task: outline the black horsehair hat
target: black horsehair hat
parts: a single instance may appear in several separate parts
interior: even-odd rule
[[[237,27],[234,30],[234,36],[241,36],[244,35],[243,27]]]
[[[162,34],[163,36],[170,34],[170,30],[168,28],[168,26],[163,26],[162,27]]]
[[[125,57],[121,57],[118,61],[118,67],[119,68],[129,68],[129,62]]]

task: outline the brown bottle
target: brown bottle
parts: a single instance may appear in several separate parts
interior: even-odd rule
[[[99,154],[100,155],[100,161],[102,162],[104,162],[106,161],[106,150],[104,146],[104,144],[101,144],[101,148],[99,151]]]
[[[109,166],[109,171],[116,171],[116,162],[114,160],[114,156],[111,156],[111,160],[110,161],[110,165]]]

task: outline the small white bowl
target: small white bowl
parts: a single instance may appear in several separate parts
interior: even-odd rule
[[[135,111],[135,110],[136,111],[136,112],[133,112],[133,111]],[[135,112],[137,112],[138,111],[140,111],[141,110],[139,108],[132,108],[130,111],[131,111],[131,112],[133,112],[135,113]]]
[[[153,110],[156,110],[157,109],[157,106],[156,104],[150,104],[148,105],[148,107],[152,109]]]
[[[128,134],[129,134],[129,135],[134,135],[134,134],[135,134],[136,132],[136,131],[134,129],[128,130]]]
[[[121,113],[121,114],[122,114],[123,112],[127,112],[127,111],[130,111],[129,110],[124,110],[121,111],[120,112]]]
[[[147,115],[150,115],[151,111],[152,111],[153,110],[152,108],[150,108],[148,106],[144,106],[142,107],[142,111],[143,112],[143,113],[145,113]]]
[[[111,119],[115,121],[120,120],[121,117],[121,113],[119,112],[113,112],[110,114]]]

| Task objective |
Copy all the items above word for word, with no changes.

| The completed task |
task: outline the black horsehair hat
target: black horsehair hat
parts: a single instance may appear in several separate parts
interior: even-odd rule
[[[237,27],[234,30],[234,36],[241,36],[244,35],[243,27]]]
[[[162,34],[163,36],[170,34],[170,30],[168,28],[168,26],[163,26],[162,27]]]
[[[125,57],[121,57],[118,61],[118,67],[119,68],[129,68],[129,62]]]

task: outline the brown bottle
target: brown bottle
parts: a single instance may appear in several separate parts
interior: even-odd rule
[[[99,154],[100,155],[100,161],[102,162],[104,162],[106,161],[106,150],[104,146],[104,144],[101,144],[101,148],[99,151]]]
[[[109,166],[109,171],[116,171],[116,162],[114,160],[114,156],[111,156],[111,160],[110,161],[110,165]]]

task: outline the small white bowl
target: small white bowl
parts: a single instance may appear in several separate parts
interior: even-odd rule
[[[135,111],[135,110],[136,111],[136,112],[133,112],[133,111]],[[135,112],[137,112],[138,111],[140,111],[141,110],[139,108],[132,108],[130,111],[131,111],[131,112],[133,112],[135,113]]]
[[[153,110],[156,110],[157,109],[157,106],[156,104],[150,104],[148,105],[148,107],[152,109]]]
[[[128,134],[129,134],[129,135],[134,135],[134,134],[135,134],[136,132],[136,131],[134,129],[128,130]]]
[[[121,113],[121,114],[122,114],[123,112],[127,112],[127,111],[130,111],[129,110],[124,110],[121,111],[120,112]]]
[[[147,115],[150,115],[151,111],[152,111],[153,110],[152,108],[150,108],[148,106],[144,106],[142,107],[142,111],[143,112],[143,113],[145,113]]]
[[[111,119],[115,121],[120,120],[121,117],[121,113],[119,112],[113,112],[110,114]]]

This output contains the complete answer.